[DOCUMENT EXCERPT]
## Start
The reason for this phenomenon, which is consistent with expectations, is that the SLGD method employs a unique data preprocessing step: a KSVD decomposition is performed for each channel before the model receives the input data, and the data are resynthesized for use by the model. In contrast, other privacy-preserving strategies typically do not involve preprocessing of the data but rather protect the gradient directly. The introduction of KSVD decomposition may provide an additional advantage for privacy preservation, which is particularly effective in grayscale images due to the low dimensionality of the data; however, in color images, due to the complexity of the image and the increased number of channels, KSVD decomposition may face more challenges, which may be one of the reasons for the performance degradation. This finding emphasizes the importance of considering data preprocessing steps when designing privacy-preserving strategies and points to KSVD decomposition as a potential technical tool that can improve privacy preservation under certain conditions.
## End
[WRITTEN REQUEST 1] Reproduce the records word for word, from the line containing "TARGET: windshield wiper" through the end of the records.
The records have no connection to the passage above.

[LISTED RECORDS]
## Start
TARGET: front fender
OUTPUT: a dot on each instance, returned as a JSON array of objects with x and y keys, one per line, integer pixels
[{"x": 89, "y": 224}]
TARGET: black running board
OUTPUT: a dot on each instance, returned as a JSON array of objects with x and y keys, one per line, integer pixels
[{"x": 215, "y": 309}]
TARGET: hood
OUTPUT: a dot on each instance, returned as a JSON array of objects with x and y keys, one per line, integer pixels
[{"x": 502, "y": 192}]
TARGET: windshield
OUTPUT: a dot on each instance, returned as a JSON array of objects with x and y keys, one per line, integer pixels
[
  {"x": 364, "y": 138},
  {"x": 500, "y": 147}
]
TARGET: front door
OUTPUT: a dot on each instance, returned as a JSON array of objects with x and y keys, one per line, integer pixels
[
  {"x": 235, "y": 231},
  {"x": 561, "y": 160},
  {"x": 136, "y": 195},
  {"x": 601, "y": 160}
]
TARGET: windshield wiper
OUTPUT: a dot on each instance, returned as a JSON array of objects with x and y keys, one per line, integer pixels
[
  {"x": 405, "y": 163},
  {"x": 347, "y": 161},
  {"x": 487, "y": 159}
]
## End
[WRITTEN REQUEST 2]
Decide whether each statement agrees with the passage on KSVD preprocessing. Answer yes or no, and quote the words from the passage that settle it.
(a) The SLGD method performs a KSVD decomposition for each channel before the model receives the input data.
(b) Other privacy-preserving strategies typically preprocess the data instead of protecting the gradient.
(c) KSVD decomposition is described as particularly effective in color images.

[FULL OUTPUT 1]
TARGET: windshield wiper
OUTPUT: a dot on each instance, returned as a JSON array of objects with x and y keys, one per line, integer pixels
[
  {"x": 405, "y": 163},
  {"x": 347, "y": 161},
  {"x": 487, "y": 159}
]

[FULL OUTPUT 2]
(a) Yes: "a KSVD decomposition is performed for each channel before the model receives the input data"
(b) No: "typically do not involve preprocessing of the data but rather protect the gradient directly"
(c) No: "particularly effective in grayscale images due to the low dimensionality of the data"